▶ RECORD LIST:
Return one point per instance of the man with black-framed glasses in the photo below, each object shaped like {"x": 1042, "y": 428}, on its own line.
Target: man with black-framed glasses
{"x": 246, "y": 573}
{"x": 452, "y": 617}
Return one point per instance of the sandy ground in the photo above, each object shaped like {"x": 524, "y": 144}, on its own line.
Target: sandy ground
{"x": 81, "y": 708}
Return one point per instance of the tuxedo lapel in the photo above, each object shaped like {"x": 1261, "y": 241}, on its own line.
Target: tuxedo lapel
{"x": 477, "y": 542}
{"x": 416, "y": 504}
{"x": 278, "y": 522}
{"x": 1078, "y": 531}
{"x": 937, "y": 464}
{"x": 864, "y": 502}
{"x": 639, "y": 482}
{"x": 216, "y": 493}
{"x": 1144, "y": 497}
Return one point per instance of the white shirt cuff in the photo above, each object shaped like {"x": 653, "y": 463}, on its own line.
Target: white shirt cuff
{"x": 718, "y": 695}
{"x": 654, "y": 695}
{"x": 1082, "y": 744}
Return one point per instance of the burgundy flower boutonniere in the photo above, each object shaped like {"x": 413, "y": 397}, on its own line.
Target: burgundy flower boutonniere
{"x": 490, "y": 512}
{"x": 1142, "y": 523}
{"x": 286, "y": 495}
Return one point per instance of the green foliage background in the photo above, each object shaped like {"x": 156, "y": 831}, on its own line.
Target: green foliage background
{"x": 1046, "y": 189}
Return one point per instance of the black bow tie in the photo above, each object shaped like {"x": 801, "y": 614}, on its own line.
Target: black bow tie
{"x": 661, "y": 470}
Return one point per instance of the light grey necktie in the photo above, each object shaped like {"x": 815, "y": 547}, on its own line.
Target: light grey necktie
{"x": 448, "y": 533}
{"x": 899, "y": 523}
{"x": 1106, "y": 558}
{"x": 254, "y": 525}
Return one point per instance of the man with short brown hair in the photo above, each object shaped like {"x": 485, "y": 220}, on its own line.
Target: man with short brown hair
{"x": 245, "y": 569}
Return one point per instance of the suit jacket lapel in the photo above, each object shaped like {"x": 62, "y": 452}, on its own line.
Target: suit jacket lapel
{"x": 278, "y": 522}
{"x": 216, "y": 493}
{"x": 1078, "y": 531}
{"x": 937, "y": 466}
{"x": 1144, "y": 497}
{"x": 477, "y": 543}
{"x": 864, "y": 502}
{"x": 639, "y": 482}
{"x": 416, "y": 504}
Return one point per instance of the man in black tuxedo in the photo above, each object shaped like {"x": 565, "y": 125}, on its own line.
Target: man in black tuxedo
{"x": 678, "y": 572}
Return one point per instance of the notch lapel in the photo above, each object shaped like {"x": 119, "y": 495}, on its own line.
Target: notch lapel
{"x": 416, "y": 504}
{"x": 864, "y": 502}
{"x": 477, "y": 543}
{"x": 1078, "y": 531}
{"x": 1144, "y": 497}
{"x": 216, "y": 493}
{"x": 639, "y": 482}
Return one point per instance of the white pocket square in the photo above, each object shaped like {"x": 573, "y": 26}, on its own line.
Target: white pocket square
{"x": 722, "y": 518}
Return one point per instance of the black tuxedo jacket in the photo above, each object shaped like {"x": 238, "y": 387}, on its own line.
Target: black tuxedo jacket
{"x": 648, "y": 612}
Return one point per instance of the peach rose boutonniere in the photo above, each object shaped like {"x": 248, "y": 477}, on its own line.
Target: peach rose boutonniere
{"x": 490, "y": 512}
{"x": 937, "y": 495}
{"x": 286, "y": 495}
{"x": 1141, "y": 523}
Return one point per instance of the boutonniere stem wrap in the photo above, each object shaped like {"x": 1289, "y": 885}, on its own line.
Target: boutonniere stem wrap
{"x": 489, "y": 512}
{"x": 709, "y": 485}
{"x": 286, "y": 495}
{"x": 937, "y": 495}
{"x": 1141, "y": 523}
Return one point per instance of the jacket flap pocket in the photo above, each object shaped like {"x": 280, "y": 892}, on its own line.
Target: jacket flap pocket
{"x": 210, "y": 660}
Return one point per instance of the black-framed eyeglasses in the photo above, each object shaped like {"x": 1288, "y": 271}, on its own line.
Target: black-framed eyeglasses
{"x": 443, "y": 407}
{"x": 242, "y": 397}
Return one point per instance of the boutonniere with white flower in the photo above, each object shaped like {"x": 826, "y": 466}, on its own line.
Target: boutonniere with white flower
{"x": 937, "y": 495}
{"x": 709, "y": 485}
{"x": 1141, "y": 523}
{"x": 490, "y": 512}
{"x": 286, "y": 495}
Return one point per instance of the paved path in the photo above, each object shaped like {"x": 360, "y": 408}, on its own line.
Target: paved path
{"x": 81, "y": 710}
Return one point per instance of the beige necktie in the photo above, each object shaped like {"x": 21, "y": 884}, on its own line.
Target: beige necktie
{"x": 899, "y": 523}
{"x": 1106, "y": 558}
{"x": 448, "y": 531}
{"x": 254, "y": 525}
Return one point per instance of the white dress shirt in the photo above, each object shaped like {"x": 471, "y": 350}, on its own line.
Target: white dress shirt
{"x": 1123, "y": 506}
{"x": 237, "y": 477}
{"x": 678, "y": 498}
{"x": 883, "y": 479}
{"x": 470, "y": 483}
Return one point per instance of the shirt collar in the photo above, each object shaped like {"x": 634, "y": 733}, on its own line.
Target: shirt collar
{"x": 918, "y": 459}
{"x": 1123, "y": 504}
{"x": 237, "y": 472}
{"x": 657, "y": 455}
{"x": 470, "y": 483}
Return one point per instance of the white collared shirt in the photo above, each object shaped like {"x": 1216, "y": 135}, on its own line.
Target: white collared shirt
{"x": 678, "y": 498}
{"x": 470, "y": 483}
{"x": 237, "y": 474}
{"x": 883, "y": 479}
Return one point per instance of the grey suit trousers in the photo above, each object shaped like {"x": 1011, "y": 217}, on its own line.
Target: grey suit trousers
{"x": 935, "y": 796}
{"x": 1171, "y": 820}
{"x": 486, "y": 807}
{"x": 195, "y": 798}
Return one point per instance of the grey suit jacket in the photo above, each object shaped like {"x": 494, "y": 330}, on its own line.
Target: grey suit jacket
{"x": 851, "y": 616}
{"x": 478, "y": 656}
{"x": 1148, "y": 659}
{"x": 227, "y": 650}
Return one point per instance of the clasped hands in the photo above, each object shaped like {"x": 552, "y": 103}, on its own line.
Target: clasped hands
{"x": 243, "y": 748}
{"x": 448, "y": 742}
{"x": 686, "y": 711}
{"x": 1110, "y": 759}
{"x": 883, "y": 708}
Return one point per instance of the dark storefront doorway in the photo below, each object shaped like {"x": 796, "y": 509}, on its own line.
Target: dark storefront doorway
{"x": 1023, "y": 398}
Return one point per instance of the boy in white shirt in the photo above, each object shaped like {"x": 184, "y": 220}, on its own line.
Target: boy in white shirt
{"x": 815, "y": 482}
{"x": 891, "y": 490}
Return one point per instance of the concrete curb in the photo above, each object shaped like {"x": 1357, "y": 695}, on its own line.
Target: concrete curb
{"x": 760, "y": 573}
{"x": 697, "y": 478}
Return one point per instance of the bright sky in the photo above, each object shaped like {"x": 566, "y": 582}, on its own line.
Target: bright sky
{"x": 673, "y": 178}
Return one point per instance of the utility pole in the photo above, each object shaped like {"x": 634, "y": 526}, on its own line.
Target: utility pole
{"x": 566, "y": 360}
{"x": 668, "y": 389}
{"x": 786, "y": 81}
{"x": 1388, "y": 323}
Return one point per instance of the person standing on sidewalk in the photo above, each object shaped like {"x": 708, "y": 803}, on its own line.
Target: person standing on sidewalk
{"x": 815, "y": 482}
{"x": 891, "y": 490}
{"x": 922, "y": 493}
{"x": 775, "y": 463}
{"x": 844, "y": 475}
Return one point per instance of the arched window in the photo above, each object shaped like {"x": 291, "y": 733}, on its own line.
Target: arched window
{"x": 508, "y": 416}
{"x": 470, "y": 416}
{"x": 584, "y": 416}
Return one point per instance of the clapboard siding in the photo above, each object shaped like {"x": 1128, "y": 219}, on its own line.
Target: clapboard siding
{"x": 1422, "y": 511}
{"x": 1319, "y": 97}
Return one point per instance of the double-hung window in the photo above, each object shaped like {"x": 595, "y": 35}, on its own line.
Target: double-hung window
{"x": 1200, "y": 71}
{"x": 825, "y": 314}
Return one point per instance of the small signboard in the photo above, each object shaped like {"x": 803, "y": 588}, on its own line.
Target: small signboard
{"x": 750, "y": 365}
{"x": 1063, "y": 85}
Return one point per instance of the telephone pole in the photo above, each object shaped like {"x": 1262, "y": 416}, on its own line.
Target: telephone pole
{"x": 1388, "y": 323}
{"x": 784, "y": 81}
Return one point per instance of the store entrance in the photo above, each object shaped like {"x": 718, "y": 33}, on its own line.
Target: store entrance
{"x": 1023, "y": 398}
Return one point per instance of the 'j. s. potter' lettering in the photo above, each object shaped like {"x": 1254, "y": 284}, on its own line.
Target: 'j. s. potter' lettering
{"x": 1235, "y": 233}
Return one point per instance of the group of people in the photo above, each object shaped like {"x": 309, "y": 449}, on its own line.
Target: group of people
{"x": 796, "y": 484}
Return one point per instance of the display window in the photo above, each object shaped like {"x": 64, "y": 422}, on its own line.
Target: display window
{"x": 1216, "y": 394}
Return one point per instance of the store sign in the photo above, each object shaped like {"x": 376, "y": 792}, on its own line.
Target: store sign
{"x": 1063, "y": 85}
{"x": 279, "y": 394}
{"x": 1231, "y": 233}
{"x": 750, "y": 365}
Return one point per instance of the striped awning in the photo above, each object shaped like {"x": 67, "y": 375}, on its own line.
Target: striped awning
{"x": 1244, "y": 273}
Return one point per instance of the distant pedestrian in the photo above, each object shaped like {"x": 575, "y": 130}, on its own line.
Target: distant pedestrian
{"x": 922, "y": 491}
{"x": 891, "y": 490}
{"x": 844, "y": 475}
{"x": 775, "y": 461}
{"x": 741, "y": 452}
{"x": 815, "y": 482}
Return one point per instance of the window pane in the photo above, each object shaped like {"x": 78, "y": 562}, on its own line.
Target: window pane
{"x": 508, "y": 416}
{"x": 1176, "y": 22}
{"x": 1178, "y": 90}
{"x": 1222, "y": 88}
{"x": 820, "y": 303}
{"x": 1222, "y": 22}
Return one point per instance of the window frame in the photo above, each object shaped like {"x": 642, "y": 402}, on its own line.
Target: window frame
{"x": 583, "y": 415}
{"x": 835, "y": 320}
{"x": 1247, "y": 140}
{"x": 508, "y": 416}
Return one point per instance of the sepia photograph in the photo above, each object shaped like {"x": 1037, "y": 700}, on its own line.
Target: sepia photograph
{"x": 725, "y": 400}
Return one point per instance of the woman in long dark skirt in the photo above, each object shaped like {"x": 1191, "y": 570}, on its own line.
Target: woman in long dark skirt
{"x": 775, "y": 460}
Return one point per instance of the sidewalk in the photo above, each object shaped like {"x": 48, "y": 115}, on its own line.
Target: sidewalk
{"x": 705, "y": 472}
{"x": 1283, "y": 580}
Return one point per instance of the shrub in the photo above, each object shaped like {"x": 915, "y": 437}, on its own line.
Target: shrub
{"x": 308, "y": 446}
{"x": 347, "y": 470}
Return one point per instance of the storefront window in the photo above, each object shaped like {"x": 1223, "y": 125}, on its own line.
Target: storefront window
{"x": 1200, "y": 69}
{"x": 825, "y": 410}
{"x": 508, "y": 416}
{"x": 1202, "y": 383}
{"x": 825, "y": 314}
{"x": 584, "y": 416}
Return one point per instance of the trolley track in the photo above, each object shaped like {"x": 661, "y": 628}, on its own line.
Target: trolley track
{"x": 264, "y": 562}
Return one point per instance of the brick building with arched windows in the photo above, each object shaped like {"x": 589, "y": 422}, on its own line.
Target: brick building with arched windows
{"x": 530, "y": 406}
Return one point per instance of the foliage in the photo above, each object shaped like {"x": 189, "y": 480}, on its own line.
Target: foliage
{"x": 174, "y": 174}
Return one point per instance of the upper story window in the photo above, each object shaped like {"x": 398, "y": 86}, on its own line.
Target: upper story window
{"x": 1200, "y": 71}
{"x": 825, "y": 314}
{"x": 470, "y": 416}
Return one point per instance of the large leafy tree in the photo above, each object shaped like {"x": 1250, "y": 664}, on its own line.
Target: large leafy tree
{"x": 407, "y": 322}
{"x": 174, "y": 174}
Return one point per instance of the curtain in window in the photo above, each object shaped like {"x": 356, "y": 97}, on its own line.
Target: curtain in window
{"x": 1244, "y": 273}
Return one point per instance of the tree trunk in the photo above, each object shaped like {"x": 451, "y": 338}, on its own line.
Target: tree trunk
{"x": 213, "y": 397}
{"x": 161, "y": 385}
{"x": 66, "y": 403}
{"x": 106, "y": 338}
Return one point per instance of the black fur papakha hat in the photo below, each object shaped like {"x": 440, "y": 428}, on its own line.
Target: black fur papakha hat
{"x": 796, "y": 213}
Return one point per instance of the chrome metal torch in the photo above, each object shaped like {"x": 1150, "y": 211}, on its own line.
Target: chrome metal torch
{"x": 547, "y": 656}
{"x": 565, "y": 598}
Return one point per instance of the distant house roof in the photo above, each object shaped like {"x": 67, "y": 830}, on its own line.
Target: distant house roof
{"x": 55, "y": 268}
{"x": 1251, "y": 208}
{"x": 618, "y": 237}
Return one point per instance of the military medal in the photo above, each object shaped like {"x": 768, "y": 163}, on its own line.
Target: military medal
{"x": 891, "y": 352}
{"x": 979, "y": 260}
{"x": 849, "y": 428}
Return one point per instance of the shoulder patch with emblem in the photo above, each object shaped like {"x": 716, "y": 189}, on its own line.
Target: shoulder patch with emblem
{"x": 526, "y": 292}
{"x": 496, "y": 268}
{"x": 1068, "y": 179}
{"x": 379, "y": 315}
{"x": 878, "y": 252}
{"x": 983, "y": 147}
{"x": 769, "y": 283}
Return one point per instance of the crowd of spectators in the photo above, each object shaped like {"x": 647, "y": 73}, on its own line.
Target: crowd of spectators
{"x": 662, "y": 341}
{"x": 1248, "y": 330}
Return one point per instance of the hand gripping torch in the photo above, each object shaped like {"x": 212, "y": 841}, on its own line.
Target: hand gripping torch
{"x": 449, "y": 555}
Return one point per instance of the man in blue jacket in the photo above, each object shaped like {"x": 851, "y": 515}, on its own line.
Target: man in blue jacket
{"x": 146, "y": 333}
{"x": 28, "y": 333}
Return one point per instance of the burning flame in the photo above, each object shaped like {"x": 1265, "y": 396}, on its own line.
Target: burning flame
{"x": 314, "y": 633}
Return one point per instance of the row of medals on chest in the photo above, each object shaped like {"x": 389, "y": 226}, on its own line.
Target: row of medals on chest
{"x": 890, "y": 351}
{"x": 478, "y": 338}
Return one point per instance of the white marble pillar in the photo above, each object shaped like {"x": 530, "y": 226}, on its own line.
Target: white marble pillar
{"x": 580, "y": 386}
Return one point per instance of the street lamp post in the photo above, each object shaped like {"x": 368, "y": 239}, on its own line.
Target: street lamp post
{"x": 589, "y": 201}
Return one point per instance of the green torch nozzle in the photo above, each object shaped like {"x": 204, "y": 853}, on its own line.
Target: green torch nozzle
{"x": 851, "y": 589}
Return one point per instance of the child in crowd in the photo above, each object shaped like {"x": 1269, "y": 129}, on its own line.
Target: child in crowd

▶ TASK DIRECTIONS:
Using the records above, please retype only the run of lines from the line holding "Return one point per instance of the hand" through the last line, both ends included.

▶ OUTPUT FOR THIS EXERCISE:
Return one point per instance of the hand gripping torch in the photo above, each object shaped like {"x": 212, "y": 841}, on its own line.
Target: hand gripping torch
{"x": 449, "y": 555}
Return one point per instance of the man in blue jacket in the photo above, each object shaped like {"x": 851, "y": 515}, on its own line.
Target: man in blue jacket
{"x": 146, "y": 333}
{"x": 28, "y": 333}
Return one point per instance of the burning flame in the photo above, each object shaped like {"x": 1265, "y": 396}, on its own line.
Target: burning flame
{"x": 314, "y": 633}
Return one point per instance of the row of medals on chest in the photo above, each object shaped like {"x": 389, "y": 226}, on its own line.
Target: row of medals on chest
{"x": 890, "y": 351}
{"x": 478, "y": 338}
Return one point per instance of the white marble pillar in the photo above, each object shaped like {"x": 530, "y": 226}, on its own line.
Target: white marble pillar
{"x": 580, "y": 386}
Return one point per instance of the street lamp post in the photo above, each object shaped like {"x": 368, "y": 239}, on its own line.
Target: street lamp post
{"x": 589, "y": 201}
Return one point per instance of the green torch nozzle in the photo above, each object shaped like {"x": 204, "y": 853}, on its own line.
Target: green torch nozzle
{"x": 851, "y": 589}
Return one point per instance of the child in crowd in the photo above, each object shaped like {"x": 1269, "y": 129}, on its own line.
Target: child in crowd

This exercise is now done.